= Written task =
Duplicate the lines below without any change, starting at the line containing "target: black referee shoe" and ending at the line containing "task: trace the outline of every instance of the black referee". Include both of those lines.

Stored items:
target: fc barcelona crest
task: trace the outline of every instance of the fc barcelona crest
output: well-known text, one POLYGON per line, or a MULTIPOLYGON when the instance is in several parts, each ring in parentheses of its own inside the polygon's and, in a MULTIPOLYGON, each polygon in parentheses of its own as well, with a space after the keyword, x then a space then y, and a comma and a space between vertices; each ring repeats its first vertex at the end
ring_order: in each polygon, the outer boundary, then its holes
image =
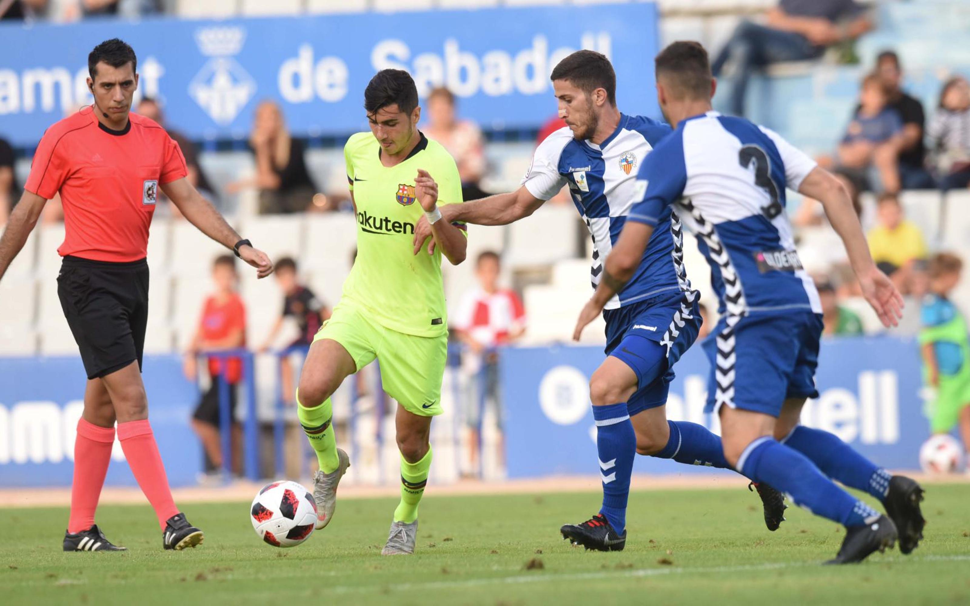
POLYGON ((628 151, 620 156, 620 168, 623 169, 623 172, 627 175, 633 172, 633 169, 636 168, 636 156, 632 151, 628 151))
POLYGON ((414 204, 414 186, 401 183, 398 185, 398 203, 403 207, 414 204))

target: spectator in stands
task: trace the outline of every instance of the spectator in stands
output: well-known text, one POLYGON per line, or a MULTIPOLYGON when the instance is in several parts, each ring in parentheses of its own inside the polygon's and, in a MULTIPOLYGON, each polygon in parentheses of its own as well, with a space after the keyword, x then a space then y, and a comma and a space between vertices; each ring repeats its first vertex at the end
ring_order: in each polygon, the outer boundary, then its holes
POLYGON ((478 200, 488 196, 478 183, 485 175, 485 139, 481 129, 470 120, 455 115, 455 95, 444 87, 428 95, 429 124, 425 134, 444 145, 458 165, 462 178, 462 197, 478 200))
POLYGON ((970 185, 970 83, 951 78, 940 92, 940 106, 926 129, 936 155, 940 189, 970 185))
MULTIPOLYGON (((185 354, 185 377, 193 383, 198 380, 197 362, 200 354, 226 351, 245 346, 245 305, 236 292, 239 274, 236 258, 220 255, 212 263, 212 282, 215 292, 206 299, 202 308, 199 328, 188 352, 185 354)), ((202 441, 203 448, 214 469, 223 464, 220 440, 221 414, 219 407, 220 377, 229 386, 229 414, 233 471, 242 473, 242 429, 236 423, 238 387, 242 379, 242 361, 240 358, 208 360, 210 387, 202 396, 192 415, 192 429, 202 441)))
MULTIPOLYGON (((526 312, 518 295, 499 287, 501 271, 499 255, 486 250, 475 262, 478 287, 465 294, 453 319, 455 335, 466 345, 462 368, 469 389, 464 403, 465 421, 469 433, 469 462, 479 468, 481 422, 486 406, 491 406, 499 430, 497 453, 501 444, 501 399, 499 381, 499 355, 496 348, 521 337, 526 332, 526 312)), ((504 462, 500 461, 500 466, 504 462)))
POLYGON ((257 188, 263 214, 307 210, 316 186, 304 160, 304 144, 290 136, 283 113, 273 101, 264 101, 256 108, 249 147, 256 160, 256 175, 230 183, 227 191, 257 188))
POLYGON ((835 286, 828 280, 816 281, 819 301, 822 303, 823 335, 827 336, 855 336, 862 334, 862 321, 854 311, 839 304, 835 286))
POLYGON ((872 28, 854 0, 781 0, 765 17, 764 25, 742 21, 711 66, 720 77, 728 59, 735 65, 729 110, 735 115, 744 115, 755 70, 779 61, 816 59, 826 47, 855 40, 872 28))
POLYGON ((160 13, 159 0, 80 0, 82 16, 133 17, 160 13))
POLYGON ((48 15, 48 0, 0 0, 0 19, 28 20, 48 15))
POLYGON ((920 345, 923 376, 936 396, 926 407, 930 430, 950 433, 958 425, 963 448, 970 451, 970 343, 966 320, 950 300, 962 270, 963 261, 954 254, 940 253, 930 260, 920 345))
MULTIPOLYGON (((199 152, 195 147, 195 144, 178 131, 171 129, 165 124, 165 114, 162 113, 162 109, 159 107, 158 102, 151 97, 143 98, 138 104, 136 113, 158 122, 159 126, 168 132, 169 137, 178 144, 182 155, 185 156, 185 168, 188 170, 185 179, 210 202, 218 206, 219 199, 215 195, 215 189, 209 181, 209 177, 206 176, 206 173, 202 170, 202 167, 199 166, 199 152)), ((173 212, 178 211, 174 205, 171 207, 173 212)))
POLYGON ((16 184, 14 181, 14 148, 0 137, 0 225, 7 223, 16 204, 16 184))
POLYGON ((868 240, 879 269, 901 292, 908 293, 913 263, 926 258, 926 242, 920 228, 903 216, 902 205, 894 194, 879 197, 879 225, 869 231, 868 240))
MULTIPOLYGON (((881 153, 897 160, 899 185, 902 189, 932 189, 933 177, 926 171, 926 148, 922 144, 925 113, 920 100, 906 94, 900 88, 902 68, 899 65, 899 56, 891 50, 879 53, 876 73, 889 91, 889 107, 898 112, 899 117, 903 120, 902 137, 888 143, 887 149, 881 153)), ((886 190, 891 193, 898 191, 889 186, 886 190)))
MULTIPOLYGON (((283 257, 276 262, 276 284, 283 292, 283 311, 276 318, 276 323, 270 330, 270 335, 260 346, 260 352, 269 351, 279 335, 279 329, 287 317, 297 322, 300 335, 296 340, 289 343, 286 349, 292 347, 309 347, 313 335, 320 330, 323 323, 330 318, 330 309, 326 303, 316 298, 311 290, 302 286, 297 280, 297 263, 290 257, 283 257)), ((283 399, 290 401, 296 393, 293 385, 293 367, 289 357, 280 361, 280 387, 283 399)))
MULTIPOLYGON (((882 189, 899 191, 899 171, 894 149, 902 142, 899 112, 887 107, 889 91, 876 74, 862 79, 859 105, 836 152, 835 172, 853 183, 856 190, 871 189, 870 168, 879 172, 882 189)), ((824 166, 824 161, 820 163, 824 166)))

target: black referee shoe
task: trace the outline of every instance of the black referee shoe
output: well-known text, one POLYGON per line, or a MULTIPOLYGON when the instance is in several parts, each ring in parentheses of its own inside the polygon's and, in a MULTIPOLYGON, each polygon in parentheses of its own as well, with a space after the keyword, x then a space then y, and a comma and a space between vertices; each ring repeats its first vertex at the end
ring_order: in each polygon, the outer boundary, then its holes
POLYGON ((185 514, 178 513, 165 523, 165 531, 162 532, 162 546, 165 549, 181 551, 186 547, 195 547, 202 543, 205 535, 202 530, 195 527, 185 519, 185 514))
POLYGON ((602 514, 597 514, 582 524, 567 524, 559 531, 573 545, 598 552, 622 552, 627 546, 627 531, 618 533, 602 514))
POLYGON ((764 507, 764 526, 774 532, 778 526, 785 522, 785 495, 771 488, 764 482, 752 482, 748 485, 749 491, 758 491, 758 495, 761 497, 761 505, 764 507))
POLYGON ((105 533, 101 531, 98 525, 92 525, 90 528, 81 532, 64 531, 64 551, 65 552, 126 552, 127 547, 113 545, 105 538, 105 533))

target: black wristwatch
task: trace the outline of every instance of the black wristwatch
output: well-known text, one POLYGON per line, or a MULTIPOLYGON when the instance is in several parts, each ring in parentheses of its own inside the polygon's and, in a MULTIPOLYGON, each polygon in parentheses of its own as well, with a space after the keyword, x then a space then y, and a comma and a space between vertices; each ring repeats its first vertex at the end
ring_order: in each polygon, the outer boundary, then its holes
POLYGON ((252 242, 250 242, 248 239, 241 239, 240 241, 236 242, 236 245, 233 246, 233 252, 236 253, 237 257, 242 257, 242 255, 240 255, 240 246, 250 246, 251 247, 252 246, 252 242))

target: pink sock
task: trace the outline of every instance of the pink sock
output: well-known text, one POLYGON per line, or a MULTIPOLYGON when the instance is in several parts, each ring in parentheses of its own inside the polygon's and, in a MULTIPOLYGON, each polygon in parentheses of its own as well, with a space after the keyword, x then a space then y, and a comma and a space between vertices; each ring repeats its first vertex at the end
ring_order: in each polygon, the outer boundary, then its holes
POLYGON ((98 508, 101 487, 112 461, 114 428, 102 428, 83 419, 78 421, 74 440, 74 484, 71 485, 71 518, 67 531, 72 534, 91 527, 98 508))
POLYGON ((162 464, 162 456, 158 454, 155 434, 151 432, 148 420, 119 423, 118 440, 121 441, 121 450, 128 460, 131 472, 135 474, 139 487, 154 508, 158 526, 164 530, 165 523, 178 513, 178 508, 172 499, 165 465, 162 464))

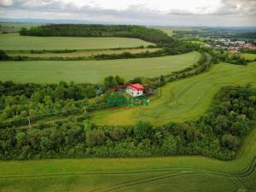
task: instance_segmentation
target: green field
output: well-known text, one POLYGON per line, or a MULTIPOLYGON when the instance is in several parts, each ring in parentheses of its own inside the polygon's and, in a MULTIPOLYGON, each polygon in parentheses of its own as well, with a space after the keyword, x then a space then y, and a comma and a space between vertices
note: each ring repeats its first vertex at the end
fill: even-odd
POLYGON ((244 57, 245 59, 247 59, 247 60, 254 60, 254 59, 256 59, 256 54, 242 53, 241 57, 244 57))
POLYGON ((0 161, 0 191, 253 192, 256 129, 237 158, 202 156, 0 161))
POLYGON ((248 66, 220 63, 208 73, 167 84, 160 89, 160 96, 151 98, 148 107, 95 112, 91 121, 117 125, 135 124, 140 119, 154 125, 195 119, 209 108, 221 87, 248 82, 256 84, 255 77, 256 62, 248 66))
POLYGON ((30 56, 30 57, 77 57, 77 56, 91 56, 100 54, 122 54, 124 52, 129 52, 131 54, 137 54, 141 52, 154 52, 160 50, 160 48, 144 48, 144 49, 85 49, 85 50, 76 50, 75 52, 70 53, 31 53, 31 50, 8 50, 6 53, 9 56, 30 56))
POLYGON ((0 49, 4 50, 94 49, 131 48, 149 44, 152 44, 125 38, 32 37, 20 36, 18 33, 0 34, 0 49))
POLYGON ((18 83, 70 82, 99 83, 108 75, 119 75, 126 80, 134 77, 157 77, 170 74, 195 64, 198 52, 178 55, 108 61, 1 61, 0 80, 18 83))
* * *
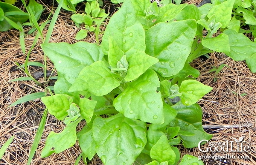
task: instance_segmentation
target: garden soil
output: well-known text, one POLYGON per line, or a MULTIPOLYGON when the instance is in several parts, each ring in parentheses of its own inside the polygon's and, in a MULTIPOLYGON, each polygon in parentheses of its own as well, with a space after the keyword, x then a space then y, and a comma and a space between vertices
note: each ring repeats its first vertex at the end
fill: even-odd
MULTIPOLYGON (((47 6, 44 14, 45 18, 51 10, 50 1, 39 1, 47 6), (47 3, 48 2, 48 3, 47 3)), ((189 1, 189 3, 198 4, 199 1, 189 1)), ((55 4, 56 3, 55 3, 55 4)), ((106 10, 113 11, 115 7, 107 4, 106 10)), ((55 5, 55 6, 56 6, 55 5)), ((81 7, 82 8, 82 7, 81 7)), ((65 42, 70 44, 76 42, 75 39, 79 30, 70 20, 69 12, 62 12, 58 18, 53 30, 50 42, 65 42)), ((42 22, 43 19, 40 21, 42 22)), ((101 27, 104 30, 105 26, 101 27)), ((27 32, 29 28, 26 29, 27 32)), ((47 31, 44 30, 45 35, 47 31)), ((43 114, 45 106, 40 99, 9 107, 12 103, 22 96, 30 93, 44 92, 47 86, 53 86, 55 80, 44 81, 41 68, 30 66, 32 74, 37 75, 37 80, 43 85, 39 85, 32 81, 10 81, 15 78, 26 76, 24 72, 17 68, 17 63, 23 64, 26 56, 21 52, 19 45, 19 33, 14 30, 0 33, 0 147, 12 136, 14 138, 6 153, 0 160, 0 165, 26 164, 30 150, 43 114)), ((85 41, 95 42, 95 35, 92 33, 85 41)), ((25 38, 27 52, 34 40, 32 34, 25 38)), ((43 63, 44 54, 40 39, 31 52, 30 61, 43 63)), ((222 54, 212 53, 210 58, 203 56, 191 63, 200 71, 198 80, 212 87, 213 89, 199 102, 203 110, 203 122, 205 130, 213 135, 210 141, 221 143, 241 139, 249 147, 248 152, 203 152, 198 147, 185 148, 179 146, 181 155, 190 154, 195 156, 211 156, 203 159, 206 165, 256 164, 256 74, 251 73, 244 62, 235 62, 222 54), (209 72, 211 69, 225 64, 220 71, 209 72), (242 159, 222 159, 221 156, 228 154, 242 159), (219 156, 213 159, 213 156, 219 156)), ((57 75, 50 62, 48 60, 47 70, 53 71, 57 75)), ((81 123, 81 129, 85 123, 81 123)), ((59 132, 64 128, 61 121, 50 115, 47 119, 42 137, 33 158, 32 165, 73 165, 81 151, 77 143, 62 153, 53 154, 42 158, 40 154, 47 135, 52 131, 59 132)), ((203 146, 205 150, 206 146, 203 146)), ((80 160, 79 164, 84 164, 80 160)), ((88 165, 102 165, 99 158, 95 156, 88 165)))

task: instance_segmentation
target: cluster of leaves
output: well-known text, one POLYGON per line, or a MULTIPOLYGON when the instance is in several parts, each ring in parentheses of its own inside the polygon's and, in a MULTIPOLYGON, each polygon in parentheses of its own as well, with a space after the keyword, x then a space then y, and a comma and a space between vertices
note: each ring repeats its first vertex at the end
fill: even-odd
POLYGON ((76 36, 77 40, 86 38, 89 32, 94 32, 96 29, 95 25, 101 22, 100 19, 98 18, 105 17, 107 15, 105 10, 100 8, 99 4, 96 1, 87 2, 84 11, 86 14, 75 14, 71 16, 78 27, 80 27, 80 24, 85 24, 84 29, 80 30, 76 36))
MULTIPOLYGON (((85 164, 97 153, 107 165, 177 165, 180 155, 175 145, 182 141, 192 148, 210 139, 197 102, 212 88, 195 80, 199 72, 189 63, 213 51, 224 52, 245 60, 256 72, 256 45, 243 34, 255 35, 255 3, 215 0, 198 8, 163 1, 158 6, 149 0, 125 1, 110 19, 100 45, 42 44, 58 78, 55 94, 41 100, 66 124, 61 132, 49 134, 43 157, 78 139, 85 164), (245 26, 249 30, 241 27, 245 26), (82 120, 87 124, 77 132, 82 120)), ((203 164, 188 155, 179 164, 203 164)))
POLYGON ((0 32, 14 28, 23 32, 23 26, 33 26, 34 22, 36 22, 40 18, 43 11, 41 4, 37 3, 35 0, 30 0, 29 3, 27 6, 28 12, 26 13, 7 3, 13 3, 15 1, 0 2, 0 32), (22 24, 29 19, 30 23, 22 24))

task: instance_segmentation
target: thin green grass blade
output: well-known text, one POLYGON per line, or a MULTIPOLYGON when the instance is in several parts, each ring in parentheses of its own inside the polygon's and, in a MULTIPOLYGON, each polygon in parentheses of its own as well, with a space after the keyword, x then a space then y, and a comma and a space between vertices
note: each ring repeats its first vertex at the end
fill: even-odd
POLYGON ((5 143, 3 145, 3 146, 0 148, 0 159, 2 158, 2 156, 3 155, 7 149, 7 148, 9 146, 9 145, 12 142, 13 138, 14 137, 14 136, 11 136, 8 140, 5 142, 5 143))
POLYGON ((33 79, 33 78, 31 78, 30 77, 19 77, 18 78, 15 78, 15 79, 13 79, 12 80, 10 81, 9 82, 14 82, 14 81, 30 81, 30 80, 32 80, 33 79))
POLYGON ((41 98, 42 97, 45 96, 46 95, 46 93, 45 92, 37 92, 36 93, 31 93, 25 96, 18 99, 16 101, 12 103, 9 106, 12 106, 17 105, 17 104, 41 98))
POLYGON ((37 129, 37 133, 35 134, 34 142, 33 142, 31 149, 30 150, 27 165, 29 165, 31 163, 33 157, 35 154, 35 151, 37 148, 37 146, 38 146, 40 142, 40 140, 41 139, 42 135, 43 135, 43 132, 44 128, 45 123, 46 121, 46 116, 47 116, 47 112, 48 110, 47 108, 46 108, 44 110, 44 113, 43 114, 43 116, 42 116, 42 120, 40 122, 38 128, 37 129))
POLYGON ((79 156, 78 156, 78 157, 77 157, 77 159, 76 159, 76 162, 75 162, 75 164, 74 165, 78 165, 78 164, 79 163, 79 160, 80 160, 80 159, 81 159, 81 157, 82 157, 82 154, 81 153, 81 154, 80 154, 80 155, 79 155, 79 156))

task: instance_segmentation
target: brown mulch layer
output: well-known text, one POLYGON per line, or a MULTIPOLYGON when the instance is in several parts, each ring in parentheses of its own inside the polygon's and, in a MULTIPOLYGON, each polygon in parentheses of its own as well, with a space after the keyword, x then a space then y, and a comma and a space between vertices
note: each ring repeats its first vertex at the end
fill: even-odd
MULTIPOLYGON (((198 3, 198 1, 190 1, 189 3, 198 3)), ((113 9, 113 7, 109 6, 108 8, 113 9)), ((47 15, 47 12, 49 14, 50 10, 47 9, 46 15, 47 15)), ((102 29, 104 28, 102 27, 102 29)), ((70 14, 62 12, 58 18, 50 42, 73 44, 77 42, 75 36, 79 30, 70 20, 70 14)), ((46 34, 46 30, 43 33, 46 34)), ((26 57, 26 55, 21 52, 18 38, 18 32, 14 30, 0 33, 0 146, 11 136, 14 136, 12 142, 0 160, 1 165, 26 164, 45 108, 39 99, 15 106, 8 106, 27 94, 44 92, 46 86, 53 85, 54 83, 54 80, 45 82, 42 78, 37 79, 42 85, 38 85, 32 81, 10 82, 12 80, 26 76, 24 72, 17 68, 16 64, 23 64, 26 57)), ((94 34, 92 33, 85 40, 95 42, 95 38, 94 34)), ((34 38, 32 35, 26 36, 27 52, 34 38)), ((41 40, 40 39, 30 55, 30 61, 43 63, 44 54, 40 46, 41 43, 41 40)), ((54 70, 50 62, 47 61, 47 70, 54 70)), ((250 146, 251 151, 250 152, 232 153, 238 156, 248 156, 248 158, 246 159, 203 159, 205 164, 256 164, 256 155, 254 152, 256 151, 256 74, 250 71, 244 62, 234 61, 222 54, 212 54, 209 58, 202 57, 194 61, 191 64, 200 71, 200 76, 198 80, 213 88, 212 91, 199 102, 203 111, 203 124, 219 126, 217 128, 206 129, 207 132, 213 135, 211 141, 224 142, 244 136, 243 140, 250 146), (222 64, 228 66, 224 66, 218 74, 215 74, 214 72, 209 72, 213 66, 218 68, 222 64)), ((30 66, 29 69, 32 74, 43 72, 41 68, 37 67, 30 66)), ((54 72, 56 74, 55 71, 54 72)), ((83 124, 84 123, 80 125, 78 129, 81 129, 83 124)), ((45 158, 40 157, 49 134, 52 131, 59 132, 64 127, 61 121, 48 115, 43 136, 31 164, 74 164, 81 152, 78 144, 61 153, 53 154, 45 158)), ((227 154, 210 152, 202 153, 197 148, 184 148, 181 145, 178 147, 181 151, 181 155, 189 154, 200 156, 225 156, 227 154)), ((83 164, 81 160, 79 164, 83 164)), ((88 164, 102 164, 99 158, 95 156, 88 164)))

= The completed task =
target: black referee shoe
task: trace the outline of every instance of the black referee shoe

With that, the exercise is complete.